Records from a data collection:
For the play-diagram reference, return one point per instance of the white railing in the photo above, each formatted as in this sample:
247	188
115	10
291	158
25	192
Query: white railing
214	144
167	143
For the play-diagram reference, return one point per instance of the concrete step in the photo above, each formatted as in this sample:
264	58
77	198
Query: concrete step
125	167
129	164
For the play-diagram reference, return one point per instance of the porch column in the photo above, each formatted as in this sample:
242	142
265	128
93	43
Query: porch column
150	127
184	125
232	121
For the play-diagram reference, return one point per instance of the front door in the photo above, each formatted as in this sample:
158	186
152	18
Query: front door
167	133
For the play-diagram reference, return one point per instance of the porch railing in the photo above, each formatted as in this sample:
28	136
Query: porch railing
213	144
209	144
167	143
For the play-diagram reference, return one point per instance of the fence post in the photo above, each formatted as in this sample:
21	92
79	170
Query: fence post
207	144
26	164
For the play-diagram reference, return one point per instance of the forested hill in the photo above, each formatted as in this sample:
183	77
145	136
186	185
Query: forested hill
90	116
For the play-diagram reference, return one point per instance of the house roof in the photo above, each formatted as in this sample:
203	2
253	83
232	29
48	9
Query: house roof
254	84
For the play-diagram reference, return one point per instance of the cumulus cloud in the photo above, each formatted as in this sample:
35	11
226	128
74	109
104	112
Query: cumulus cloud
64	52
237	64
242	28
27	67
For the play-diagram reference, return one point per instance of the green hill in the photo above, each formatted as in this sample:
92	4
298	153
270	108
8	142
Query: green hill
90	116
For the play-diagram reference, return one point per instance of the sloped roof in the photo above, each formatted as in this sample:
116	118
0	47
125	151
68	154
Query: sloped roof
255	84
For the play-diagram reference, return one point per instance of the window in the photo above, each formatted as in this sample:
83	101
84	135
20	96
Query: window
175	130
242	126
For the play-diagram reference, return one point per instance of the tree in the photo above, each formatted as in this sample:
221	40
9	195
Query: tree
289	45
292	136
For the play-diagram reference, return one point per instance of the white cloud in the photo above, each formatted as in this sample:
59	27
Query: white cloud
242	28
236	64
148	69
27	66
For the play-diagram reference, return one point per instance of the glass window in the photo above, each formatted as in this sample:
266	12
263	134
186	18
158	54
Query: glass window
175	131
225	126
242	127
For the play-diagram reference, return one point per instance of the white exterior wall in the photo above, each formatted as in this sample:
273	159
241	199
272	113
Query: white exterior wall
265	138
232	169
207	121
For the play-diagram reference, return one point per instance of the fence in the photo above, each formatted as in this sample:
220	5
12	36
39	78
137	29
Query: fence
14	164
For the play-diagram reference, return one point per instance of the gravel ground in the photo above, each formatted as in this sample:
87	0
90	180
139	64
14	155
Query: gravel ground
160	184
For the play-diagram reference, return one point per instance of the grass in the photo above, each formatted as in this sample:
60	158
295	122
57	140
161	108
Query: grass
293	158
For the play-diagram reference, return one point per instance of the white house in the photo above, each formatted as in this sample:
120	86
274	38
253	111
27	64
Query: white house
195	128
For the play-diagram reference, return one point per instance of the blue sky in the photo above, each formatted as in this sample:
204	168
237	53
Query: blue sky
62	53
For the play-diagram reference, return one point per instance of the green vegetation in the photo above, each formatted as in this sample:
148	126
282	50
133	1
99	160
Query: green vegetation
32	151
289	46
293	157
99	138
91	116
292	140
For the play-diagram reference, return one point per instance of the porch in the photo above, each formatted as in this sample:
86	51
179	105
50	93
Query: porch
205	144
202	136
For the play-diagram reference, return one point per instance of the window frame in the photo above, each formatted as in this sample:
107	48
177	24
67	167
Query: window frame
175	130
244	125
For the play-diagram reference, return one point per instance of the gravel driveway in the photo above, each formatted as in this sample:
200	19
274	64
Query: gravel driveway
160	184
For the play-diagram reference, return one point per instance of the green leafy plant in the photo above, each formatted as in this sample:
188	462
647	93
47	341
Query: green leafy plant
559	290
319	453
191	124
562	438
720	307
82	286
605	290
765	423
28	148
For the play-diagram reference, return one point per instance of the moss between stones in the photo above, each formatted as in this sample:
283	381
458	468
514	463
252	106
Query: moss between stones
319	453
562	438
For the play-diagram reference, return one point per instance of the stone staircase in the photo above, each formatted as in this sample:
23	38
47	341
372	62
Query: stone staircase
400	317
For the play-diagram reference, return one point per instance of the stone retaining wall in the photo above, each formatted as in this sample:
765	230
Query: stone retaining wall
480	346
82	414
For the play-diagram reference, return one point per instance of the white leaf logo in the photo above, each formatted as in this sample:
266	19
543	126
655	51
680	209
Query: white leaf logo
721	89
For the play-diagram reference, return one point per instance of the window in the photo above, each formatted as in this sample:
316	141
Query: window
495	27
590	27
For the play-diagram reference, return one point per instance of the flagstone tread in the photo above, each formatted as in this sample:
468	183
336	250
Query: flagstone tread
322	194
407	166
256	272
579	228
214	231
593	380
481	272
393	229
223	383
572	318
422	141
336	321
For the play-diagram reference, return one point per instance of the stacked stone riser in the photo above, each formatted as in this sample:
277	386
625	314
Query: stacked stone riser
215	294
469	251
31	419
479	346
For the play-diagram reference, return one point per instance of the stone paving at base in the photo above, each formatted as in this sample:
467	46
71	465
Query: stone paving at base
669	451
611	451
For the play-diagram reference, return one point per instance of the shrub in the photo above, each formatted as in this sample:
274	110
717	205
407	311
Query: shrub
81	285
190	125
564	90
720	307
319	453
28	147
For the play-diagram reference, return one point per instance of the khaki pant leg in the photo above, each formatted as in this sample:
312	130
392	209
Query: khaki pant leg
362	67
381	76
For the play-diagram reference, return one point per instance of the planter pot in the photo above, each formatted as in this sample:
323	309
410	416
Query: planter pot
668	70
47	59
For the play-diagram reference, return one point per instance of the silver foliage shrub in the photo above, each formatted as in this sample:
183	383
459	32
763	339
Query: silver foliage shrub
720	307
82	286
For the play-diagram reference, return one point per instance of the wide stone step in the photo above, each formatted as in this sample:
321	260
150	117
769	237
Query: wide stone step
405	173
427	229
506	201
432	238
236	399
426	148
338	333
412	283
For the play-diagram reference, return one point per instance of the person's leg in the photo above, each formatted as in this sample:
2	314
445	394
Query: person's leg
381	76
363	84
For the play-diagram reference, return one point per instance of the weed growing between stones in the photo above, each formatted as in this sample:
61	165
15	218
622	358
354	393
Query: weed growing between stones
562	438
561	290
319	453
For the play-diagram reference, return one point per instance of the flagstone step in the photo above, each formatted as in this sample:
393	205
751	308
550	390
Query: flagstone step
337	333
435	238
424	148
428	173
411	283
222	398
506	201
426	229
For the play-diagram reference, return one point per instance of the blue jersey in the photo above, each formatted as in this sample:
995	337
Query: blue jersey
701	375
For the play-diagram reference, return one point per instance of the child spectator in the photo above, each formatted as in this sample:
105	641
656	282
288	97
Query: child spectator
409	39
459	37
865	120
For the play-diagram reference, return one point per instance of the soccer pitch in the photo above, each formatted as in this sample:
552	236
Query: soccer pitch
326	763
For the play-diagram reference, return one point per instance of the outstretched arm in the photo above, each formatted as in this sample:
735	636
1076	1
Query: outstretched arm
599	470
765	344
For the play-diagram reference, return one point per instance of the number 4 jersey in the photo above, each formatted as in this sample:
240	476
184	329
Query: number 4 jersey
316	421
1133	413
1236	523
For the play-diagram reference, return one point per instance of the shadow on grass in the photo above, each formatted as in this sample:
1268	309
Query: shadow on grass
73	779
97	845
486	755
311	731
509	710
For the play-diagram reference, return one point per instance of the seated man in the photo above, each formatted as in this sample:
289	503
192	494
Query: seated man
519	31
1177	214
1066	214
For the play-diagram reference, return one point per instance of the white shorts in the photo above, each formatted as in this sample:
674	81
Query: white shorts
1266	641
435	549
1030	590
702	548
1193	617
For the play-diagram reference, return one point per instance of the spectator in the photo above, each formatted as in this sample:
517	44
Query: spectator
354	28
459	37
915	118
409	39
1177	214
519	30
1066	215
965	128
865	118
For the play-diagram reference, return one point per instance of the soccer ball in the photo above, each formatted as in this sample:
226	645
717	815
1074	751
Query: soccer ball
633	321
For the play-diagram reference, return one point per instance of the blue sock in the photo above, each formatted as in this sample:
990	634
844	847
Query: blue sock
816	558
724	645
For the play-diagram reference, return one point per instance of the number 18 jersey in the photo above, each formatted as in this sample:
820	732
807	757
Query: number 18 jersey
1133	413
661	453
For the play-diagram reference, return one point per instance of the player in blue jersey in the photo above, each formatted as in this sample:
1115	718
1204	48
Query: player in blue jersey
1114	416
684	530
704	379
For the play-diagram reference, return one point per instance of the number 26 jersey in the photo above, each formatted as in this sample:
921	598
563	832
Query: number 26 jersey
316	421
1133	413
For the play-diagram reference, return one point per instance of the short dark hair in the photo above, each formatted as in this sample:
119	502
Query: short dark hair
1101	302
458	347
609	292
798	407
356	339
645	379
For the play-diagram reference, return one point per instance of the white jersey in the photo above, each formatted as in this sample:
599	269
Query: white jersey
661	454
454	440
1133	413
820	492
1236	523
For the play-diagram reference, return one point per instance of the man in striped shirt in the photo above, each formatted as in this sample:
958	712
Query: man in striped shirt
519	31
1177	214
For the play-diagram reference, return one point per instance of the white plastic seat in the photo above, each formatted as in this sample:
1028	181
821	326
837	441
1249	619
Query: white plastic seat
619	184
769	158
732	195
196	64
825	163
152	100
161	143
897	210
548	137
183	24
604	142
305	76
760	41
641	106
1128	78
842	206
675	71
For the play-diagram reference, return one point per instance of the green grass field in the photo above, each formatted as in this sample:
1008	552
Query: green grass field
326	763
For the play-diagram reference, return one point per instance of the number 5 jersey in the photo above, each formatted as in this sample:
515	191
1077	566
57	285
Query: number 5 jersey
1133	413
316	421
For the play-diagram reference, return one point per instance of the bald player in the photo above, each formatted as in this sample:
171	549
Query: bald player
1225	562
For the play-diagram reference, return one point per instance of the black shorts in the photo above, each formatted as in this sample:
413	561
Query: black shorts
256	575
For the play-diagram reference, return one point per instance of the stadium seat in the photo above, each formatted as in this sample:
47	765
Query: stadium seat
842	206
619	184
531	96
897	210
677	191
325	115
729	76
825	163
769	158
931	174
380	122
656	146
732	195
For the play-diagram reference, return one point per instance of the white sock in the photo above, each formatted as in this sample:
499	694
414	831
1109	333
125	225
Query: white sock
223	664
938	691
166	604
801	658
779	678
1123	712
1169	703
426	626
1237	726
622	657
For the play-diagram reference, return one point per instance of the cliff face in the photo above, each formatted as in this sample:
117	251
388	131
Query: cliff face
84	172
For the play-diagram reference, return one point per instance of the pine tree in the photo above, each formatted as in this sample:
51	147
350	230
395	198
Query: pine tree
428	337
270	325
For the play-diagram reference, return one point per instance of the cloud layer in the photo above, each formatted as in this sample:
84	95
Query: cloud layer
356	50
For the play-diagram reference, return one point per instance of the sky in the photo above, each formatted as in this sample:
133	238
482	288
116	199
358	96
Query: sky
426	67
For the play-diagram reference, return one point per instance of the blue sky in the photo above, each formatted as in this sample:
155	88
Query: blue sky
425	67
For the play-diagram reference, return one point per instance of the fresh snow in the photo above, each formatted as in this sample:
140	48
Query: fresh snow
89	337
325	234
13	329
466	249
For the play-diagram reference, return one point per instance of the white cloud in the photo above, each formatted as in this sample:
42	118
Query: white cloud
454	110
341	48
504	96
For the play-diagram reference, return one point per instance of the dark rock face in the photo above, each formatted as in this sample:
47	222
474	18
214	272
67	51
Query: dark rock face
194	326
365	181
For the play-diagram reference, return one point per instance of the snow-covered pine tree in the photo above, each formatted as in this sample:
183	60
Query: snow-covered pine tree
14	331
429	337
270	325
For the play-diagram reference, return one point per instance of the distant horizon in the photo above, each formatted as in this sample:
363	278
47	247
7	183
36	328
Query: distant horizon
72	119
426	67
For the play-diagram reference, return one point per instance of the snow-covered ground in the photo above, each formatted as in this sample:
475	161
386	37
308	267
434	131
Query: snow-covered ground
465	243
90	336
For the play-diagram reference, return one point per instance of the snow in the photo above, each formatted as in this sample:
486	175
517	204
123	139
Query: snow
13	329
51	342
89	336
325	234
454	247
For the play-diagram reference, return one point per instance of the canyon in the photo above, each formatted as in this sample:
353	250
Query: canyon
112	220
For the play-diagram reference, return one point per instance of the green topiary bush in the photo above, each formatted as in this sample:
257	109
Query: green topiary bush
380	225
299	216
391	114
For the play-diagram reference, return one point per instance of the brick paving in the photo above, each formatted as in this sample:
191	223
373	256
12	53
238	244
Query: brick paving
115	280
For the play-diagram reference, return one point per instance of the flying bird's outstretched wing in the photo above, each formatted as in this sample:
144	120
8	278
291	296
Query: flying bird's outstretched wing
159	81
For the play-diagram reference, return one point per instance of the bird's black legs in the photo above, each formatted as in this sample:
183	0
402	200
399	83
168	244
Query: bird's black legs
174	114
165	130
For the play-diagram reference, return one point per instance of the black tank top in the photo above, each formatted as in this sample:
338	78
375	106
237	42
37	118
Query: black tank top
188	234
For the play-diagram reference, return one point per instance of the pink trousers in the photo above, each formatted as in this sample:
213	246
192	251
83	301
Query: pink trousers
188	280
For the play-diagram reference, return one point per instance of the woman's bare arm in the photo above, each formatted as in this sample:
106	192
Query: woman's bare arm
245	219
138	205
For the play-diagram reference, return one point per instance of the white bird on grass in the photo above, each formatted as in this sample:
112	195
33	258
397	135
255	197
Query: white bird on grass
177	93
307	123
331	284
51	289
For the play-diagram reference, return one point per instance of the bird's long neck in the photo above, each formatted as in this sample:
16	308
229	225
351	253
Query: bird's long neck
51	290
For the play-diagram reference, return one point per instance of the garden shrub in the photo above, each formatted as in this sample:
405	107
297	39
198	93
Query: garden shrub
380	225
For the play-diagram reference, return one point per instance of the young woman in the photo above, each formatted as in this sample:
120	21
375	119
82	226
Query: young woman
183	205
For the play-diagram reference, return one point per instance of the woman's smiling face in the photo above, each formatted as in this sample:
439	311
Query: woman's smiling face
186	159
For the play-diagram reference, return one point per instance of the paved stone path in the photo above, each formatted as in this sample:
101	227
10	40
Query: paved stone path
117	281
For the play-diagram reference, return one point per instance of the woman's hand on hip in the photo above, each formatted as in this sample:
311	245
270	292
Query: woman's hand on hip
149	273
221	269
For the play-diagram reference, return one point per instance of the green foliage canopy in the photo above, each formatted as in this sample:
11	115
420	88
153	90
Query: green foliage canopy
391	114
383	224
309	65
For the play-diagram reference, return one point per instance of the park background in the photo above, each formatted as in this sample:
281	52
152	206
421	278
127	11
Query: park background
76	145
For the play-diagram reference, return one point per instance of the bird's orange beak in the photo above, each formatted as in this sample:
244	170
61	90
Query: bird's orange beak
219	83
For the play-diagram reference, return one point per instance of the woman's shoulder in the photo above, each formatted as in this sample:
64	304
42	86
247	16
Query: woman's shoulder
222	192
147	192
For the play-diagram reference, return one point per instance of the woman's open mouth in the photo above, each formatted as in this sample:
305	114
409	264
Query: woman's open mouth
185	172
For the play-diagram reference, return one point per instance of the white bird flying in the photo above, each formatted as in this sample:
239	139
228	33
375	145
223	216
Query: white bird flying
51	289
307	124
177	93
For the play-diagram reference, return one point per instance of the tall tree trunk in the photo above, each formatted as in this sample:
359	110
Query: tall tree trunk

YOUR OBJECTIVE: All lines of the data that hold "tall" need to be copied.

OUTPUT OF THE TASK:
For the play-diagram reference, return one point per instance of the tall tree trunk in the photo above, each formatted as in this sample:
Query: tall tree trunk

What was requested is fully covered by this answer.